When you reach the line containing "positive clicks: (233, 116)" in the records below, start copying exactly, and stop once you have copied the line containing "108L248 102L220 117L221".
#### Data extracts
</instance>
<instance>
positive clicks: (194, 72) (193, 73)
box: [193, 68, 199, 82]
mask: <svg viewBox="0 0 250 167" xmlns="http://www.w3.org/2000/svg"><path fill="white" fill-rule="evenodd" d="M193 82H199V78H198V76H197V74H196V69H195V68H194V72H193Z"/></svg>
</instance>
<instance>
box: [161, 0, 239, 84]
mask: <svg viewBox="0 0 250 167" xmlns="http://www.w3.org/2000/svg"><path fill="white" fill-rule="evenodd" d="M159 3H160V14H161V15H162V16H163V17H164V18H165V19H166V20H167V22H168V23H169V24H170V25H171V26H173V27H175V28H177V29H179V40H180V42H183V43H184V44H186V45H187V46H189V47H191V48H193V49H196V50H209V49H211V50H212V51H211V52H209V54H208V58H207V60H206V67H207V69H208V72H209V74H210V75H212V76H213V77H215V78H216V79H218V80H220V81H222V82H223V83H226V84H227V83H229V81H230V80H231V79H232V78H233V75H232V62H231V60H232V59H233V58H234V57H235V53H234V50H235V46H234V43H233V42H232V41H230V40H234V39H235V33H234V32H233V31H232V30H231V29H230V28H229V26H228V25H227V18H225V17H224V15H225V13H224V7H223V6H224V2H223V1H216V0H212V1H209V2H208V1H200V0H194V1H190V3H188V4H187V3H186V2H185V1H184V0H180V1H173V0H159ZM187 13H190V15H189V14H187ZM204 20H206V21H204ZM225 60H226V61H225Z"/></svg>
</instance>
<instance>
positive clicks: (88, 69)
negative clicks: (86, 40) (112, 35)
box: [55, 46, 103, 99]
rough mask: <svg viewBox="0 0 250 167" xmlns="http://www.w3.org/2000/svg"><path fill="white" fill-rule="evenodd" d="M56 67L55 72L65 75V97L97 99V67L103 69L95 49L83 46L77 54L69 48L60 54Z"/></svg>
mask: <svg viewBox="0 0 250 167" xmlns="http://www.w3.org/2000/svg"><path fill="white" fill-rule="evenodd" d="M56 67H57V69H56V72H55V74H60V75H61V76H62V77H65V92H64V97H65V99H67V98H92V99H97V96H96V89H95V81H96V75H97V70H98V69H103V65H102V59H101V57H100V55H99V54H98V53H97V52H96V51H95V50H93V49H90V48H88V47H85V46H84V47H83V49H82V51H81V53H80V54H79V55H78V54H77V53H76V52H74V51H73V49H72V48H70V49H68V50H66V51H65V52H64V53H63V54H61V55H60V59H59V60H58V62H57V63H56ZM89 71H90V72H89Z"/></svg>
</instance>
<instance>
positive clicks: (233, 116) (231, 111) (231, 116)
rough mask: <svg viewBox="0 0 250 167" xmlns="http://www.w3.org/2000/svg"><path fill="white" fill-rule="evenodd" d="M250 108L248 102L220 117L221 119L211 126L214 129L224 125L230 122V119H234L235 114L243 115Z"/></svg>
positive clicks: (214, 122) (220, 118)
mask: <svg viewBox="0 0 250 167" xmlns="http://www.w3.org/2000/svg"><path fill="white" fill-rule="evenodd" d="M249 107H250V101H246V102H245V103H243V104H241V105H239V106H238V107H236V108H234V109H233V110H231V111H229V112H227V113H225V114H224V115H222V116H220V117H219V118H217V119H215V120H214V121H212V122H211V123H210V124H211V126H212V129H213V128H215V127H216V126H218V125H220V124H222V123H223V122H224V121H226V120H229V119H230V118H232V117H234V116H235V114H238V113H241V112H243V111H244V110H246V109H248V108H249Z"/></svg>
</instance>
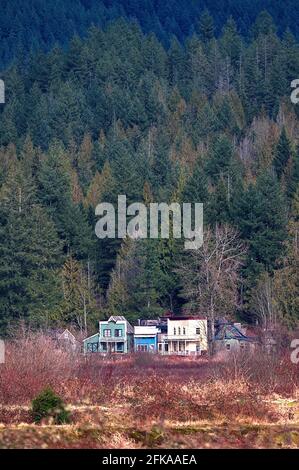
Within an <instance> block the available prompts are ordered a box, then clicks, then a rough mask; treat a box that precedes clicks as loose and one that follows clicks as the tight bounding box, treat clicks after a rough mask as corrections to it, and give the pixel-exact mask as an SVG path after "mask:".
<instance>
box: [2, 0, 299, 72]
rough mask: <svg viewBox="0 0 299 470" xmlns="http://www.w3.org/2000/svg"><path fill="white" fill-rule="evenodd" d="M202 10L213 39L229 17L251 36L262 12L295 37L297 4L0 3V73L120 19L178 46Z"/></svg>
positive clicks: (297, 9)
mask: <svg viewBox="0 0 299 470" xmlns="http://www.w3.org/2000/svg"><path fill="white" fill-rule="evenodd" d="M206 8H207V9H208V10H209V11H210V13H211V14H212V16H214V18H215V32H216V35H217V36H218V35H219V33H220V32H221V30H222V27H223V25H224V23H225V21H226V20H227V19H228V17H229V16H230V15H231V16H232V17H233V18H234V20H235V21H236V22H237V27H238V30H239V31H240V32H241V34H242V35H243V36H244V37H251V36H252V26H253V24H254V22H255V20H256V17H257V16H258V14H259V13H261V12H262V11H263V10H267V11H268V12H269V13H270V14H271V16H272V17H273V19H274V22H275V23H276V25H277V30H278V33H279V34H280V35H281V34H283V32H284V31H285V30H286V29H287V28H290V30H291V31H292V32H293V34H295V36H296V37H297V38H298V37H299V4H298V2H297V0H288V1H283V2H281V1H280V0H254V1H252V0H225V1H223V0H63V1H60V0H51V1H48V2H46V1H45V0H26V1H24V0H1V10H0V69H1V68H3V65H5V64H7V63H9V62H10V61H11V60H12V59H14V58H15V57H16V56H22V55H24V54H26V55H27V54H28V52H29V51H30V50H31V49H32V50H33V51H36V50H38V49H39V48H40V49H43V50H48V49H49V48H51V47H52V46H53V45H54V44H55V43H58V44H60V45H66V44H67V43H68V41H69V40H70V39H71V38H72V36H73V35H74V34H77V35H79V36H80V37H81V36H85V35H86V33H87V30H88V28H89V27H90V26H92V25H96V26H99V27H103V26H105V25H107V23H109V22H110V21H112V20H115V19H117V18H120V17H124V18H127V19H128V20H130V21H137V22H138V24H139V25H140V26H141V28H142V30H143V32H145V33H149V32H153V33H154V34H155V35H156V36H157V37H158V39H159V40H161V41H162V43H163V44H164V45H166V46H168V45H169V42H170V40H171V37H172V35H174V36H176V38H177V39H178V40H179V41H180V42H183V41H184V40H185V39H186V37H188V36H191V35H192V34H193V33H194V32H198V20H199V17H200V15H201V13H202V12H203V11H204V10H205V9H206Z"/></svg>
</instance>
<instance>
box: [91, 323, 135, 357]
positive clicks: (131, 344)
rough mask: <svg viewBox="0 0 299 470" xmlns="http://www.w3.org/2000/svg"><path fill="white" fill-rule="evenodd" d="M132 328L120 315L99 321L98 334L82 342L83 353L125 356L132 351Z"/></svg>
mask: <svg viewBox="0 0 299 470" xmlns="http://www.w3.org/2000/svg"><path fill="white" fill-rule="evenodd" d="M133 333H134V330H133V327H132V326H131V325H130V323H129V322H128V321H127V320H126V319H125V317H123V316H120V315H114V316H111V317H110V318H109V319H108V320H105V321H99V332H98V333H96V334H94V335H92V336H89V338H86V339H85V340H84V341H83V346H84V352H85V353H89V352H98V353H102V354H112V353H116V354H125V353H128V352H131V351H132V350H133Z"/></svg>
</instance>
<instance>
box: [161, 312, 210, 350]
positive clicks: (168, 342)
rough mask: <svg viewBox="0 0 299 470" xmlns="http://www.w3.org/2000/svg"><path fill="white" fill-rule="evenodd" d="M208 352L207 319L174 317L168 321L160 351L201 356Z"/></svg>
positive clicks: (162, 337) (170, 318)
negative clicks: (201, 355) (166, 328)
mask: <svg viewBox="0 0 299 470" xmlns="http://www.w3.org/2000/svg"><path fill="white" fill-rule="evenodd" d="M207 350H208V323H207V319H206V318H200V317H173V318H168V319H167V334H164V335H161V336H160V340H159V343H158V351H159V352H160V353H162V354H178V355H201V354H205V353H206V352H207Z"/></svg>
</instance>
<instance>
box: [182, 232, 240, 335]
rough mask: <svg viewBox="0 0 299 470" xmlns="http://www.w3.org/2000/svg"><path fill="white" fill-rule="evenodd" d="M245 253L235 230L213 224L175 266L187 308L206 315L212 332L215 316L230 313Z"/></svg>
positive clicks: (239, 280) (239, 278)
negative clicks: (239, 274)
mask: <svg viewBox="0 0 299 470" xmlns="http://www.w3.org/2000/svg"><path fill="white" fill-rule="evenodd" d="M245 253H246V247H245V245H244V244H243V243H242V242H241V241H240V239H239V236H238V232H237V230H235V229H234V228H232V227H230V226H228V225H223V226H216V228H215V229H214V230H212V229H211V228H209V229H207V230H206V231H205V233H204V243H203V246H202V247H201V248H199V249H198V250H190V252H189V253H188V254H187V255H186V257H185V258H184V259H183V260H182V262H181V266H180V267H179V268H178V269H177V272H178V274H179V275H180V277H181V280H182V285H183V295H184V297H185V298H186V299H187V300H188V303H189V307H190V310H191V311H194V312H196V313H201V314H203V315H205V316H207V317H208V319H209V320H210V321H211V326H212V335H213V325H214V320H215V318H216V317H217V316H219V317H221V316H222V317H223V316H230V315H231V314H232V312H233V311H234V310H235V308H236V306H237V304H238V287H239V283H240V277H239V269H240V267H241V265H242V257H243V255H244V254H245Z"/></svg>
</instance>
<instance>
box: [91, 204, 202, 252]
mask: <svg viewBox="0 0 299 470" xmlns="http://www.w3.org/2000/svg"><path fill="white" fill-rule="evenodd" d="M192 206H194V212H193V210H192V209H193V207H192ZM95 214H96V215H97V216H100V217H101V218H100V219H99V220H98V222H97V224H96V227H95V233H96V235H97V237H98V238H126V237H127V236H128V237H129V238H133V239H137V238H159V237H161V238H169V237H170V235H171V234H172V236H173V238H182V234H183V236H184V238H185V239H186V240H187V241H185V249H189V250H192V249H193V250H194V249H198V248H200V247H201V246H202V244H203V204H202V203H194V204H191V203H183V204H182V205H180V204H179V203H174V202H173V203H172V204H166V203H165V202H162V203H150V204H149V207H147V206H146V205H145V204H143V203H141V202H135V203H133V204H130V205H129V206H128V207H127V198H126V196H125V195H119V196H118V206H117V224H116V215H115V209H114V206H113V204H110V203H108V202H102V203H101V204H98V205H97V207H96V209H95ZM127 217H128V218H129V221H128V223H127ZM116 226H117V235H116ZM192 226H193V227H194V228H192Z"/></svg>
########
The completed task –
positive clicks: (233, 116) (231, 111) (231, 116)
rough mask: <svg viewBox="0 0 250 167" xmlns="http://www.w3.org/2000/svg"><path fill="white" fill-rule="evenodd" d="M250 108L248 102L220 117L221 119L211 126L214 129L224 125L230 122V119H234L235 114L243 115Z"/></svg>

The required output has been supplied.